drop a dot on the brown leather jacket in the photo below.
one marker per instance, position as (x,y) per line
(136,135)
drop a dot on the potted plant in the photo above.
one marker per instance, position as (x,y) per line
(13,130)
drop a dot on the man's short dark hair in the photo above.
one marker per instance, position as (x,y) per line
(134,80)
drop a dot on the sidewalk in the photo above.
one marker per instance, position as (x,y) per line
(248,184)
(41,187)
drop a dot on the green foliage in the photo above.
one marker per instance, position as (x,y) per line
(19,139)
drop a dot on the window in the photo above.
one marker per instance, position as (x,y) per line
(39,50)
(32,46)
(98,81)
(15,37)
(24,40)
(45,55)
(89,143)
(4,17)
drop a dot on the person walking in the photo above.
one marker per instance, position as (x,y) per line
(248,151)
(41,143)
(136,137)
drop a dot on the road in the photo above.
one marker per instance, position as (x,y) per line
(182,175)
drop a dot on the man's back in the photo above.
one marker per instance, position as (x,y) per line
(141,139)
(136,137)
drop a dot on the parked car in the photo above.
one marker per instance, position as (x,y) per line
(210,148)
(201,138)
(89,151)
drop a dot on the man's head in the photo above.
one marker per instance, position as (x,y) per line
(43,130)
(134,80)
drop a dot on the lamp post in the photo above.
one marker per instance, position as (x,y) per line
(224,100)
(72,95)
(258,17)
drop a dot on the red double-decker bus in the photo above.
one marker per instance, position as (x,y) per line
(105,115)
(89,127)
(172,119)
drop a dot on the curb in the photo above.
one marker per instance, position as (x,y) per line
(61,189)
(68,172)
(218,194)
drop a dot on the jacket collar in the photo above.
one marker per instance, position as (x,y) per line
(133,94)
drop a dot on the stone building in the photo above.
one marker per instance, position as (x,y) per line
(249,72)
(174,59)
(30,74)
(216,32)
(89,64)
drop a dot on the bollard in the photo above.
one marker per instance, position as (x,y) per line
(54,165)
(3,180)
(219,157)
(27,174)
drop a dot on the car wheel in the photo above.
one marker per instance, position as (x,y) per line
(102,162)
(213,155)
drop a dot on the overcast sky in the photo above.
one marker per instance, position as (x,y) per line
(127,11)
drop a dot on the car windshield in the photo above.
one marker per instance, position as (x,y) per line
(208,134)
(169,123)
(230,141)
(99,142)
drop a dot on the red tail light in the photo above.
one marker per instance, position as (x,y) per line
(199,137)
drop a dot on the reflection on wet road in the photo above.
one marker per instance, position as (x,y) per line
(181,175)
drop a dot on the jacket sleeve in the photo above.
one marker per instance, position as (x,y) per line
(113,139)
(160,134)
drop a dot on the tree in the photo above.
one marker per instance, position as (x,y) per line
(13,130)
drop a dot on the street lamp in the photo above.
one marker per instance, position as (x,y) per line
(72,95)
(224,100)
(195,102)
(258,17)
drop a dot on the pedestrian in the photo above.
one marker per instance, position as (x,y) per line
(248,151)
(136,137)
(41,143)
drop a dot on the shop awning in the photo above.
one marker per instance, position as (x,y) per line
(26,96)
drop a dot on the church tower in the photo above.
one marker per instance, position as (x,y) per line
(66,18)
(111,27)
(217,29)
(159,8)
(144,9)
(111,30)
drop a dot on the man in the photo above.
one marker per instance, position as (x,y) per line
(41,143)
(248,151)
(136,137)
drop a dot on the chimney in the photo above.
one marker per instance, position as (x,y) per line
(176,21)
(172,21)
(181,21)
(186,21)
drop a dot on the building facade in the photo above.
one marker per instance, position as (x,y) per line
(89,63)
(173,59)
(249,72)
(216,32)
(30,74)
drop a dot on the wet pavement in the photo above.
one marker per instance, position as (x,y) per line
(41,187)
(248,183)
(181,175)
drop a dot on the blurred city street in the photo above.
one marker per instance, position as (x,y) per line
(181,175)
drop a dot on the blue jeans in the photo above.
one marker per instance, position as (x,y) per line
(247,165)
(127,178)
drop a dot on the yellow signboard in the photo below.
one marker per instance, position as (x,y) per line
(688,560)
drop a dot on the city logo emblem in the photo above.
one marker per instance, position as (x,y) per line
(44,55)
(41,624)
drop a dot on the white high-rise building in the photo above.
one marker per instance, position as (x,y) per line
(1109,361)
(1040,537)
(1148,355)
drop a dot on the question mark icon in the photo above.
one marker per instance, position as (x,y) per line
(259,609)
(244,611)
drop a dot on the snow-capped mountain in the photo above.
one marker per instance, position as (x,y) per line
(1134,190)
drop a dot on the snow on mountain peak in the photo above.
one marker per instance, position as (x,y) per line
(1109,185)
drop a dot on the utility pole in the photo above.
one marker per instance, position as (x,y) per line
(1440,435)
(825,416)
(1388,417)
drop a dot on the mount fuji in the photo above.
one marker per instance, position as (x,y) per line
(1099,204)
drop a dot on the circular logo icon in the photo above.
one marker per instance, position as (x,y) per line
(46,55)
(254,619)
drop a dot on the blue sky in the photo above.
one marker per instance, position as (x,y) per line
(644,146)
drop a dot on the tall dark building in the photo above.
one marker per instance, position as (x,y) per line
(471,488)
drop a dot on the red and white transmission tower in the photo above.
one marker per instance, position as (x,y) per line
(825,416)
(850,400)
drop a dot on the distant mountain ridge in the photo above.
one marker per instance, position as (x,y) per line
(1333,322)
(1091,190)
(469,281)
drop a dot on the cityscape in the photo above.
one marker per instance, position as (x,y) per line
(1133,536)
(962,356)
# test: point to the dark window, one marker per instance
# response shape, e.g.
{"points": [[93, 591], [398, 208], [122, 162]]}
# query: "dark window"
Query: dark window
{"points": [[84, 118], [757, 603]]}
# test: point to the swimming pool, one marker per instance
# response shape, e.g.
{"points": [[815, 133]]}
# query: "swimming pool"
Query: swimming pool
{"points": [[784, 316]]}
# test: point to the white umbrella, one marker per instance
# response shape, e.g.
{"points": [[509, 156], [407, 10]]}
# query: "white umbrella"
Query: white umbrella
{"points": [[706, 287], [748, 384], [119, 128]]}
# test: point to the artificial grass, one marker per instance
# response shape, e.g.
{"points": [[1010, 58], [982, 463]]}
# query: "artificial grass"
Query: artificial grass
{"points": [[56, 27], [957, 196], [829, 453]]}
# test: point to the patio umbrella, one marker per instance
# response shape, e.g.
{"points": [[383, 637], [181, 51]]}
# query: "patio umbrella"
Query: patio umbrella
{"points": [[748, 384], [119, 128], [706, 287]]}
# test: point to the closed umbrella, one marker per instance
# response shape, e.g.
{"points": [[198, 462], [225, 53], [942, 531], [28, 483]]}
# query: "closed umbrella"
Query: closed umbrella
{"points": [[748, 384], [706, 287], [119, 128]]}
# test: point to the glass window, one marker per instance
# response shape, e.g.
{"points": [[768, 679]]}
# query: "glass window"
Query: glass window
--
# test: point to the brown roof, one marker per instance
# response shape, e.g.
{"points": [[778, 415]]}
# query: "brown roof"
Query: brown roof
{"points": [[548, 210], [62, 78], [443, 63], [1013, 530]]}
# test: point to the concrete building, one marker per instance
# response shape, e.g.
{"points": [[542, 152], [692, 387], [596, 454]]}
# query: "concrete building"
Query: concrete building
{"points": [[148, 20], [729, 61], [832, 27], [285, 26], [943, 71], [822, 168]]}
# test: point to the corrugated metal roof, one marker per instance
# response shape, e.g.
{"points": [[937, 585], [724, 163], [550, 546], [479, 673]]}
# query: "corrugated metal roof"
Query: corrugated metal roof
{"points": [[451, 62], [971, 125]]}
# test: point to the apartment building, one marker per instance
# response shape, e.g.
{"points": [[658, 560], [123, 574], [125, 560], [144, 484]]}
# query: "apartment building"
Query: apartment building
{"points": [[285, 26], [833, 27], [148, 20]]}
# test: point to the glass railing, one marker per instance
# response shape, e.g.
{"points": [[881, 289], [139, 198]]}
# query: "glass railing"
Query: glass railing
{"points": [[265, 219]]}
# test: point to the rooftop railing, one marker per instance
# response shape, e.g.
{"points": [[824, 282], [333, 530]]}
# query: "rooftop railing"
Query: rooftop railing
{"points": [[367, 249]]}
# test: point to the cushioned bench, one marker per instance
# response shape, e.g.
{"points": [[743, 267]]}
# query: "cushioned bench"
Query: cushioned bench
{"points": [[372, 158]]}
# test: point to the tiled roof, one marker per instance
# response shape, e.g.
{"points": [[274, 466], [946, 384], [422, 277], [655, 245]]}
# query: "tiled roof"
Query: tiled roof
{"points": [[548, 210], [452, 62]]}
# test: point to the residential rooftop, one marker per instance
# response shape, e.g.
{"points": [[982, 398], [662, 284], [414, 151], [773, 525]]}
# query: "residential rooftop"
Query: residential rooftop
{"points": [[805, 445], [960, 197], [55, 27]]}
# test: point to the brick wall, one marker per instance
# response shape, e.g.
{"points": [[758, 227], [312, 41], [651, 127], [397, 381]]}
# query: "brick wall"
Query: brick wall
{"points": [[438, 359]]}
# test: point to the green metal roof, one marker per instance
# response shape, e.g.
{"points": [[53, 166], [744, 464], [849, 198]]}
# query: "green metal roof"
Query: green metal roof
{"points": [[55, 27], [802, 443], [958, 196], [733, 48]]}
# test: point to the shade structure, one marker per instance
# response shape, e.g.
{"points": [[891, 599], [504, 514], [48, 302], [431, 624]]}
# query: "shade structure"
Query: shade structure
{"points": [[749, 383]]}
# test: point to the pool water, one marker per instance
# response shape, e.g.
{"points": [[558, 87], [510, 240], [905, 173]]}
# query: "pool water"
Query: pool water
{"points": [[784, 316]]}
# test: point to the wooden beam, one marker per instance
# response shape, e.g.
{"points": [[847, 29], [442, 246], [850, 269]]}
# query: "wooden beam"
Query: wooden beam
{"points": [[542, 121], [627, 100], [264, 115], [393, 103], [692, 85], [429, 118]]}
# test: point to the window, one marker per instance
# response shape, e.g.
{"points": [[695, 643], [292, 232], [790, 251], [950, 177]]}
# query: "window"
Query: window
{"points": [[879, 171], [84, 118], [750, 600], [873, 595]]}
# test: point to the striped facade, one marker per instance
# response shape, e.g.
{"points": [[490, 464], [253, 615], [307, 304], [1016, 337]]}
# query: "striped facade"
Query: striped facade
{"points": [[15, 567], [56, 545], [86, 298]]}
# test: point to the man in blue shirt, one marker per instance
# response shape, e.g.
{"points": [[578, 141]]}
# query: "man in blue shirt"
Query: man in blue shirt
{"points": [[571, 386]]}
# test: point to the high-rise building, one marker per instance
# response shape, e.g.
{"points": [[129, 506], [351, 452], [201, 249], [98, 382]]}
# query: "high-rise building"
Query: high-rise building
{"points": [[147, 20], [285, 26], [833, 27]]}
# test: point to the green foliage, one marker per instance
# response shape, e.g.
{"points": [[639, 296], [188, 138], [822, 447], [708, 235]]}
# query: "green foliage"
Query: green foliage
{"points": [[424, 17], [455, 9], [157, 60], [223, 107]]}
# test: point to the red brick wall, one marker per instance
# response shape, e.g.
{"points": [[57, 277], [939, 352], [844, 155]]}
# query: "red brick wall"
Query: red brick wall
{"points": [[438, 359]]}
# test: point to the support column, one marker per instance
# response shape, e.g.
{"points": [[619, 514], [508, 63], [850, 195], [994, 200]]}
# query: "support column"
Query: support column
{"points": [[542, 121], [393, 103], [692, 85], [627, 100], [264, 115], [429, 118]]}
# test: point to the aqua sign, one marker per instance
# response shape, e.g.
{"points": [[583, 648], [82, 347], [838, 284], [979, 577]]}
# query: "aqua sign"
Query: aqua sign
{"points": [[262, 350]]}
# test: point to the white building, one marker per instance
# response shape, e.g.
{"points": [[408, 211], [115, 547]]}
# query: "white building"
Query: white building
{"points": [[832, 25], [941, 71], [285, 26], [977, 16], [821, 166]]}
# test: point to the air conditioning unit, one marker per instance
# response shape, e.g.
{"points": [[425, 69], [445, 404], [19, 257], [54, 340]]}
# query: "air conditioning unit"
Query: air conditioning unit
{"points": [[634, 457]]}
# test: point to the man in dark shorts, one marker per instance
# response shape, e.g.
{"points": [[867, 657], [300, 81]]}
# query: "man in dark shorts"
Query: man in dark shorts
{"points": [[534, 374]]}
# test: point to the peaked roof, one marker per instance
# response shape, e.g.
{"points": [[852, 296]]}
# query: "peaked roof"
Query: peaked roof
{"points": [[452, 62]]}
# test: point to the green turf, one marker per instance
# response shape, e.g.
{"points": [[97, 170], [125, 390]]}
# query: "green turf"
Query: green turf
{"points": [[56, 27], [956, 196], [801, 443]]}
==
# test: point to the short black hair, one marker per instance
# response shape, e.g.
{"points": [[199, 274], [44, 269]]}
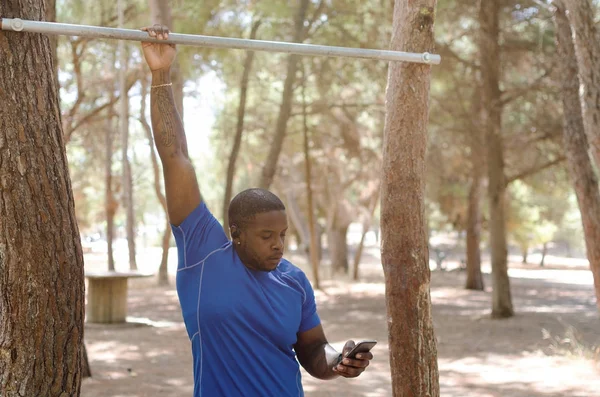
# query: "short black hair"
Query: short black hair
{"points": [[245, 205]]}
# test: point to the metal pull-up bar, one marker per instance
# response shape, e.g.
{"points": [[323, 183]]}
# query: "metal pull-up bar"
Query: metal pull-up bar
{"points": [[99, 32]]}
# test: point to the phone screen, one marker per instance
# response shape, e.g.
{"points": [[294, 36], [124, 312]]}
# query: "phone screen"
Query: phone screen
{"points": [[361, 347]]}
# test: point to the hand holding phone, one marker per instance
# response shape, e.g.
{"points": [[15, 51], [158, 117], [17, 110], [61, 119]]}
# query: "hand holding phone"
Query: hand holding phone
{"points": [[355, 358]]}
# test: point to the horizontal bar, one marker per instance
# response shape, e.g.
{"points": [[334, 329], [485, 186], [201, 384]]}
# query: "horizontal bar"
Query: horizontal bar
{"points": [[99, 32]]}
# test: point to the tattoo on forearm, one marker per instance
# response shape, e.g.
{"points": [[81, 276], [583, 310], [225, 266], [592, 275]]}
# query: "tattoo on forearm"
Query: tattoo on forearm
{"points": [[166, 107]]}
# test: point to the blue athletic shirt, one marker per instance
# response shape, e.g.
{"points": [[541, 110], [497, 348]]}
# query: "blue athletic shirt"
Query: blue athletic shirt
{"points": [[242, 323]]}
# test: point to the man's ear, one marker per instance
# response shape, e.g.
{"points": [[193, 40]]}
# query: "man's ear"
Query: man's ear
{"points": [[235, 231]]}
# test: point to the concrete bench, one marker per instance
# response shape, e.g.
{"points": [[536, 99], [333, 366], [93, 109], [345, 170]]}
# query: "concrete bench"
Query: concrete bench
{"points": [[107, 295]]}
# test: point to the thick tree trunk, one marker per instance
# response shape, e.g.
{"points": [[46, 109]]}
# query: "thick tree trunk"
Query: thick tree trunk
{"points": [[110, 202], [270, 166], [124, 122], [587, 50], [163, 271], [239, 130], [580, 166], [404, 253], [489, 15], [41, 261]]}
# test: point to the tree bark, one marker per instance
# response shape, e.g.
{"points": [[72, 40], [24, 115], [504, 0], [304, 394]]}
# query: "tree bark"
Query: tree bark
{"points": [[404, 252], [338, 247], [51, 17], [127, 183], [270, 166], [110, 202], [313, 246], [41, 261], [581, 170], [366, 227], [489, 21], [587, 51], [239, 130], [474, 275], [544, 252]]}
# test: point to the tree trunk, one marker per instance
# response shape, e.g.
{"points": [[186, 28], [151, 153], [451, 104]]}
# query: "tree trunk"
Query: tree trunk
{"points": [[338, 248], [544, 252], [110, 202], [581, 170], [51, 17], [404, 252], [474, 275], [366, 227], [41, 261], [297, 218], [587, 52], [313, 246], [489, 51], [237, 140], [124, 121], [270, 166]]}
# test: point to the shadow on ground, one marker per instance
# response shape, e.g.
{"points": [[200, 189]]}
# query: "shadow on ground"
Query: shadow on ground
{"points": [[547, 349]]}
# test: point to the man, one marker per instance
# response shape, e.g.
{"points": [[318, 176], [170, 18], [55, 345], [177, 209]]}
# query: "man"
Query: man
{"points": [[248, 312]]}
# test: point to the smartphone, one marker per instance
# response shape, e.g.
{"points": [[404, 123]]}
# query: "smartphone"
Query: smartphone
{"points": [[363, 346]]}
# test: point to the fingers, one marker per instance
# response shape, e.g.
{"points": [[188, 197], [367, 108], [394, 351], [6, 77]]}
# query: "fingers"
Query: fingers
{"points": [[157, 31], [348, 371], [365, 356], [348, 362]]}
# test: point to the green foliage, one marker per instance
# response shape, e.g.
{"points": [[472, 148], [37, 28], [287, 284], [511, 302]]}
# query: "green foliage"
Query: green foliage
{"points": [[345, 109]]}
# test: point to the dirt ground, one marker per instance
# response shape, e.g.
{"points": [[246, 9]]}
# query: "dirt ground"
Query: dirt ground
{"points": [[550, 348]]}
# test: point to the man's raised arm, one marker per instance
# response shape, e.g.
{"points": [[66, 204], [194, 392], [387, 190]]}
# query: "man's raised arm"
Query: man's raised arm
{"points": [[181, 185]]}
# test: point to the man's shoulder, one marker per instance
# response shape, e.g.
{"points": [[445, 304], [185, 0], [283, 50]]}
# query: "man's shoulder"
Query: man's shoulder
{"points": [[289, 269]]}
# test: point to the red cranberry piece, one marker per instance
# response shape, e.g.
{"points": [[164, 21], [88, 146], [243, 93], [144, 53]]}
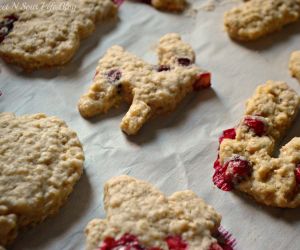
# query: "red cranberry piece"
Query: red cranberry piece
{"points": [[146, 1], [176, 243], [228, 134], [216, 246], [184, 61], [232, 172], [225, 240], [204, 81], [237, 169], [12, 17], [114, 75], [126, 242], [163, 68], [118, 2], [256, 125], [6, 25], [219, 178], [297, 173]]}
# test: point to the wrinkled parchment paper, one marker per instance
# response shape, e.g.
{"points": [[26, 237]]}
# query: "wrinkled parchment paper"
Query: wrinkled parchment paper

_PROBLEM_.
Count the lines in the records above that contain the string "piece". Give only the number.

_RESULT_.
3